**Directions:**
Put the lines below into a numbered list, leaving out the blank lines.

**Records for this task:**
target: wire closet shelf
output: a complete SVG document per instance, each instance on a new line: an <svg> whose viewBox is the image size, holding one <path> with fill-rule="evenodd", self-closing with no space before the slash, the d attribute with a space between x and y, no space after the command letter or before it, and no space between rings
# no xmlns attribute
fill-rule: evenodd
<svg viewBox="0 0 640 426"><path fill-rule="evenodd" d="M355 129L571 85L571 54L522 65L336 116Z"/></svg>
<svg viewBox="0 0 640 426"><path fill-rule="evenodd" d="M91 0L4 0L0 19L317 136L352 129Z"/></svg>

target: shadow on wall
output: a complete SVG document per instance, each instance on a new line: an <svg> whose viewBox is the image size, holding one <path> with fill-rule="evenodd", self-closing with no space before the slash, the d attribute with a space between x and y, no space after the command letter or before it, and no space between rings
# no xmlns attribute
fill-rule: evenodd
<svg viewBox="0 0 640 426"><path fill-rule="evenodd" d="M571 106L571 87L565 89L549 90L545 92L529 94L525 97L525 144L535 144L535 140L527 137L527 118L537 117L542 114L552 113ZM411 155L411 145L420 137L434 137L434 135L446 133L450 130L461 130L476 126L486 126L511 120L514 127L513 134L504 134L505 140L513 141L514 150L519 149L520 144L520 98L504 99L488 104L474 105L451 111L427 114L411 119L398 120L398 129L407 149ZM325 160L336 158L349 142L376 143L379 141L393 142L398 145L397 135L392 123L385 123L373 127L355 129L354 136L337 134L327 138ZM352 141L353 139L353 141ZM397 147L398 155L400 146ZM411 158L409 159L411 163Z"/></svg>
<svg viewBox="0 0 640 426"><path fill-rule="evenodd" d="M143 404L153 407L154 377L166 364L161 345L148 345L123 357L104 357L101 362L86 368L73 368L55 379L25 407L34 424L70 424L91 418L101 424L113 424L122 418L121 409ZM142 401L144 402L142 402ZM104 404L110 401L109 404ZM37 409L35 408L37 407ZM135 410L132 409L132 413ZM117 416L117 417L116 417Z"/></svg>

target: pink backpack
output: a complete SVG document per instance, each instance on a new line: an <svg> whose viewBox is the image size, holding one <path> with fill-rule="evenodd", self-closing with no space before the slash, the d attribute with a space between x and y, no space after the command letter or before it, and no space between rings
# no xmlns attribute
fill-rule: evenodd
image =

**Task answer:**
1. target: wire closet shelf
2. output: a complete SVG document per instance, each instance on a new line: an <svg> whose viewBox is the image size, holding one <path> with fill-rule="evenodd", self-closing with no space before the slash, the d attribute with a space between x and y, no space after the command letter or before it, and no space between rings
3. # no xmlns attribute
4. fill-rule: evenodd
5. <svg viewBox="0 0 640 426"><path fill-rule="evenodd" d="M355 129L571 85L571 54L522 65L336 116Z"/></svg>
6. <svg viewBox="0 0 640 426"><path fill-rule="evenodd" d="M91 0L4 0L0 19L317 136L352 129Z"/></svg>
7. target: shadow on wall
8. output: a complete SVG document per instance, each instance on a new line: an <svg> whose viewBox is the image size, holding one <path> with fill-rule="evenodd", self-closing with no space before the slash, the d attribute with a space between x and y, no space after the command letter or before it, and no space between rings
9. # no xmlns attribute
10. fill-rule: evenodd
11. <svg viewBox="0 0 640 426"><path fill-rule="evenodd" d="M571 106L571 87L565 89L549 90L545 92L529 94L525 97L525 144L535 144L535 140L527 137L527 118L537 117L542 114L552 113ZM411 155L411 145L420 137L434 137L434 135L446 133L450 130L461 130L476 126L486 126L511 120L514 127L513 134L504 134L505 140L513 141L514 150L519 149L520 144L520 98L504 99L488 104L474 105L451 111L427 114L411 119L398 120L398 129L407 149ZM325 160L336 158L349 142L376 143L379 141L393 142L398 145L397 135L392 123L385 123L373 127L355 129L354 136L337 134L327 138ZM352 141L353 139L353 141ZM397 147L398 155L400 146ZM411 158L409 159L411 163Z"/></svg>
12. <svg viewBox="0 0 640 426"><path fill-rule="evenodd" d="M143 404L153 407L154 377L166 364L161 345L148 345L123 357L104 357L101 362L86 368L73 368L55 379L25 407L34 424L70 424L91 418L101 424L113 424L122 418L121 409ZM142 401L144 402L142 402ZM104 404L110 401L109 404ZM37 409L35 408L37 407ZM135 410L132 409L132 413ZM117 416L117 417L116 417Z"/></svg>
13. target: pink backpack
14. output: a complete SVG document per instance, each instance on a new line: an <svg> whose viewBox is the image size, holding one <path> with fill-rule="evenodd", self-closing with no space before the slash, the d attribute with a space between x and y, no space after the command letter or before it, and no space between rings
15. # no xmlns attribute
16. fill-rule: evenodd
17. image =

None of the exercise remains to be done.